Collected data
* * * * *

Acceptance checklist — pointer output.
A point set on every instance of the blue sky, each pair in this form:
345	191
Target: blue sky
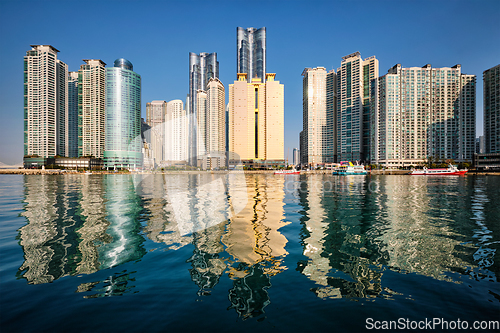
156	36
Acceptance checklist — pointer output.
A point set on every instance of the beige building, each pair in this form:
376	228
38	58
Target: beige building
45	102
155	117
256	119
91	106
318	119
422	112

* * * * *

(THE TASK) Rewrite the records above as a JSON list of strings with one string per line. Skip blank lines and leave out the pictures.

(CORRECT RESPONSE)
[
  "Acceptance checklist — pointer output.",
  "A point set on every instance of the blue sky, each pair in this form:",
  "345\t191",
  "Target: blue sky",
  "156\t36",
  "Acceptance checklist — pointer output.",
  "A point set on every instance of the beige building, each pair in this form:",
  "376\t228",
  "38\t58",
  "Target: beige building",
  "45\t102",
  "155\t117",
  "256\t119",
  "91\t106",
  "318\t119",
  "422\t112"
]